**Work order:**
Count the lines below that contain the word "stripe" and give only that number.

**Dataset:**
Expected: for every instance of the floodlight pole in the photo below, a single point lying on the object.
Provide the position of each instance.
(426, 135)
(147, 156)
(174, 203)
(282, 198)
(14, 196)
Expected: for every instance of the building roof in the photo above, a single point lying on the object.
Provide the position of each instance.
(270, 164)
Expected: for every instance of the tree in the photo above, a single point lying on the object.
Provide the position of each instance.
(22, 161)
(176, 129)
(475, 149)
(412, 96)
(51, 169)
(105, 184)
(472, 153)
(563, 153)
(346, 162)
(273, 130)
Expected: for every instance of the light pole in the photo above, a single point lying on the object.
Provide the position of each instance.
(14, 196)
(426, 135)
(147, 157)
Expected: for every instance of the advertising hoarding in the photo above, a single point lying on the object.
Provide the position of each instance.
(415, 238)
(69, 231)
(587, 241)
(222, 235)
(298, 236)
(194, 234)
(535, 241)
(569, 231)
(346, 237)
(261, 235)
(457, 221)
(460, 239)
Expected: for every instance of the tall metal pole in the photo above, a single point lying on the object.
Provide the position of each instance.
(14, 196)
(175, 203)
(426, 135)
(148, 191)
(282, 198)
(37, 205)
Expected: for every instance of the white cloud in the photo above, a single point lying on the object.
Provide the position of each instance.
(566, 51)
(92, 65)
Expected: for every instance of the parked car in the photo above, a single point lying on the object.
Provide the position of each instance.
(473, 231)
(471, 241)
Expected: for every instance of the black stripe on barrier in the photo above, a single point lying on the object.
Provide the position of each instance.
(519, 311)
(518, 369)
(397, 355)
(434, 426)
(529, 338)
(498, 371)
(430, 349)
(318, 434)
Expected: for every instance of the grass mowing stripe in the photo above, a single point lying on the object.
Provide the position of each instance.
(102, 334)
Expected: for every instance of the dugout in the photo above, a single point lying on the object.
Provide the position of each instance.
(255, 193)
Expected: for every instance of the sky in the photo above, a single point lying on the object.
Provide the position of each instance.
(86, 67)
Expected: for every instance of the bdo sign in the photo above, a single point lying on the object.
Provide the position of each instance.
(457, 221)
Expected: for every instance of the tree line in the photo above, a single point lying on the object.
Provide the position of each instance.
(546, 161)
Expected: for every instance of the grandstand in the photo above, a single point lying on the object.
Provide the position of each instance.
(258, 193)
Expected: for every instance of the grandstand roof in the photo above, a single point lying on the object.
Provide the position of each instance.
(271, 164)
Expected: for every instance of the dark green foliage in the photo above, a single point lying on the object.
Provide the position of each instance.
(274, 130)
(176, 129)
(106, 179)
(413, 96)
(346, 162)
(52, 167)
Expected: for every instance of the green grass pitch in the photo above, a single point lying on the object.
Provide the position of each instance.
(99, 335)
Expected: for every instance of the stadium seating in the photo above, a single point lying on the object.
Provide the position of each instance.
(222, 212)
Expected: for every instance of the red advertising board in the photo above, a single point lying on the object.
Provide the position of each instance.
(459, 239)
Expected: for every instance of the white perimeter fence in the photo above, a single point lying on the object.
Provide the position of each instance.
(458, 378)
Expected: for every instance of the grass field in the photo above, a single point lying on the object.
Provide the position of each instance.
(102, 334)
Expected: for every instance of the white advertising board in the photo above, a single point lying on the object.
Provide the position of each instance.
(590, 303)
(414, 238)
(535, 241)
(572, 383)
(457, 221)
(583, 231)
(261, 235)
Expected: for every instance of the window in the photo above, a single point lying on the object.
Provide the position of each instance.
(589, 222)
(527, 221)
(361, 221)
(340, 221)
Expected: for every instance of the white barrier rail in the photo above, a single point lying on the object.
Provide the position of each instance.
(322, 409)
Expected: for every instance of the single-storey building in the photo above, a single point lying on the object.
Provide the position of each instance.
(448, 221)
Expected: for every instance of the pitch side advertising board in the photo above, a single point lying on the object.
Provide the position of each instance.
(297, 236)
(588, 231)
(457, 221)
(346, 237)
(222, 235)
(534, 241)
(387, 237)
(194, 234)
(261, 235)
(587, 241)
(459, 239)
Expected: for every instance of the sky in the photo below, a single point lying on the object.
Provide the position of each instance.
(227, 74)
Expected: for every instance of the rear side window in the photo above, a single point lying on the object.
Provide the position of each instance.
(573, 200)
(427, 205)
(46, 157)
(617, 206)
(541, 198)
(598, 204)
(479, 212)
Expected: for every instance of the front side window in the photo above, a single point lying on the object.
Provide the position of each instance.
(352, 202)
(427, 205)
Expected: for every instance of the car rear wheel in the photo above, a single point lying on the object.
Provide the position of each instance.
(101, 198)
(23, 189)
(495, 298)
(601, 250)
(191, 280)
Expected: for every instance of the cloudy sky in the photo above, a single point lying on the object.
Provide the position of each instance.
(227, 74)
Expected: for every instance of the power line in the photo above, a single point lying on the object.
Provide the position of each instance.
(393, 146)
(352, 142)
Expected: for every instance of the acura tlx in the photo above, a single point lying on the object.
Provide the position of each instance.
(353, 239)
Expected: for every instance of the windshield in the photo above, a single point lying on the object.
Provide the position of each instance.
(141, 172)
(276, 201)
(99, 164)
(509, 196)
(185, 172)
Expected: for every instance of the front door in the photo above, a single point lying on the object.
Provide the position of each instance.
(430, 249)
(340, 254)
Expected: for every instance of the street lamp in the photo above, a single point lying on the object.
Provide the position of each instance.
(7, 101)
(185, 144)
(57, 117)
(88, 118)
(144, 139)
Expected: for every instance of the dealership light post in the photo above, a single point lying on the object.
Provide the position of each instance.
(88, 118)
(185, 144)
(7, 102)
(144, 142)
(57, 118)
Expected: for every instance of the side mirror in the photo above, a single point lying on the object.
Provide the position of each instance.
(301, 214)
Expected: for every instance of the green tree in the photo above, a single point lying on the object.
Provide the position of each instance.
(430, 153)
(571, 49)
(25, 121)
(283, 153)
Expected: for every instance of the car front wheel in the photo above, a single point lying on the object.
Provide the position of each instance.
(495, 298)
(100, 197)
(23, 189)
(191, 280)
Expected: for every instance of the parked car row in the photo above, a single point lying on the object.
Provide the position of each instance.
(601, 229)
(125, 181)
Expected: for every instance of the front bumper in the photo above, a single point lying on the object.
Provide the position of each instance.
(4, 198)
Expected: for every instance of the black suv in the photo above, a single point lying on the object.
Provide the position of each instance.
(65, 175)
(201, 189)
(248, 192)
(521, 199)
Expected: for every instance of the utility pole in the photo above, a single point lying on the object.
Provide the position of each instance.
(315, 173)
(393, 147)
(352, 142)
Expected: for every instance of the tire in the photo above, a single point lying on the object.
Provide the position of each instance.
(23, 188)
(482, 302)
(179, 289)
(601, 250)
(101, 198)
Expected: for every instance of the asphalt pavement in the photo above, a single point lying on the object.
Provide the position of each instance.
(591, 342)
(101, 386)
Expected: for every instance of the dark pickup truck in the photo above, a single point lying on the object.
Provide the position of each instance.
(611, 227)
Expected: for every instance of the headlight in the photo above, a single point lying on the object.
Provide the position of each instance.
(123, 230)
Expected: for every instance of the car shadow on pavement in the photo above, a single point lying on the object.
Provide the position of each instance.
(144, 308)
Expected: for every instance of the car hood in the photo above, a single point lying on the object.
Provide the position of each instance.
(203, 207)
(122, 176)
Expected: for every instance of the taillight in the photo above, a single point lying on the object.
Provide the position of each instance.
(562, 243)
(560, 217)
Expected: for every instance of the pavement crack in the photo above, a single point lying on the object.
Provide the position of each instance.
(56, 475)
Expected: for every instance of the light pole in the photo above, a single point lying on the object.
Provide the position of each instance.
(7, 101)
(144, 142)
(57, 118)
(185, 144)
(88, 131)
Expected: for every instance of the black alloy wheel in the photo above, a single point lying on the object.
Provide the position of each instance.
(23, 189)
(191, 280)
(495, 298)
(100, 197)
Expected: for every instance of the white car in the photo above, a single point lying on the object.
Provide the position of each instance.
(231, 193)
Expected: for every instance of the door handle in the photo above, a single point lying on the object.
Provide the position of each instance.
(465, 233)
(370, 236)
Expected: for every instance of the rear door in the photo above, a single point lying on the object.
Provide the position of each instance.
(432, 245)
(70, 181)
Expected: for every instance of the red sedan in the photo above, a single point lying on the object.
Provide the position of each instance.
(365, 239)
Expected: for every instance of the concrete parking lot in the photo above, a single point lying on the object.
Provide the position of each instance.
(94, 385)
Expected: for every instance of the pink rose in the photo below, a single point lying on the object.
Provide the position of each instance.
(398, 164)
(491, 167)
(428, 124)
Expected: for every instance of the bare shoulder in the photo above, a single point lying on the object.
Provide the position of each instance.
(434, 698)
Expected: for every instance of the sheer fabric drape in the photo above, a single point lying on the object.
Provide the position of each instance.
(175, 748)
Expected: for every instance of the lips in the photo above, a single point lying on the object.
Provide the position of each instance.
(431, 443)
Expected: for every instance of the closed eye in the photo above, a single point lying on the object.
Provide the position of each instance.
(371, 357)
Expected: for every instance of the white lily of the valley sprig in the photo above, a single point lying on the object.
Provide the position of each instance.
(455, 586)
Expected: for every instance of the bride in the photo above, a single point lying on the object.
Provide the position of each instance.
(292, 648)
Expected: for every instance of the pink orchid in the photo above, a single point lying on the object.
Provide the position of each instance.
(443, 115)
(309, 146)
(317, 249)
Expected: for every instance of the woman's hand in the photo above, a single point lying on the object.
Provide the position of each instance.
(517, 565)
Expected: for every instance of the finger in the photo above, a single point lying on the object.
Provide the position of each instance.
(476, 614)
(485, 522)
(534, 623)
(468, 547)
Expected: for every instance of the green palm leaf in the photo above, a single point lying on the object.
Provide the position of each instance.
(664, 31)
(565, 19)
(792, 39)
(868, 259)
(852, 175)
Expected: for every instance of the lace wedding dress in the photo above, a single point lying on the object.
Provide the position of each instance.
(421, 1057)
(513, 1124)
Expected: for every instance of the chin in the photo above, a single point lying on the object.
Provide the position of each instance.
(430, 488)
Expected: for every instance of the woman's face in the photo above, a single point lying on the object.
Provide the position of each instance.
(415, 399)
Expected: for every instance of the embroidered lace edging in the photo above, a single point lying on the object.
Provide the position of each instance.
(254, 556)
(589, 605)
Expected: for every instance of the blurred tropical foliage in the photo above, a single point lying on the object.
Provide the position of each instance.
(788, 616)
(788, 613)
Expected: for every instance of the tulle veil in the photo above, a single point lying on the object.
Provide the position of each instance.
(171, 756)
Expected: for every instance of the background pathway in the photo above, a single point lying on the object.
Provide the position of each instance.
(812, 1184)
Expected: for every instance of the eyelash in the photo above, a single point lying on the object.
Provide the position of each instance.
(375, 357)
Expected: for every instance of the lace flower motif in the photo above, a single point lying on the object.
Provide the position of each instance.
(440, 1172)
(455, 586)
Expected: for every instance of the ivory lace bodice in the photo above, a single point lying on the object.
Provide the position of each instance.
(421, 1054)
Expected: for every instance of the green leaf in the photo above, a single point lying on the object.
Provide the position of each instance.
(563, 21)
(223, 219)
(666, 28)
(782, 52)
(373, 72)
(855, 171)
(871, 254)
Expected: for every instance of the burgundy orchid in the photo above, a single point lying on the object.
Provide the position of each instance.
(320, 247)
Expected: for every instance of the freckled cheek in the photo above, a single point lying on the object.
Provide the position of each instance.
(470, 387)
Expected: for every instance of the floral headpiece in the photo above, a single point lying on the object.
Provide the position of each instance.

**Expected answer:**
2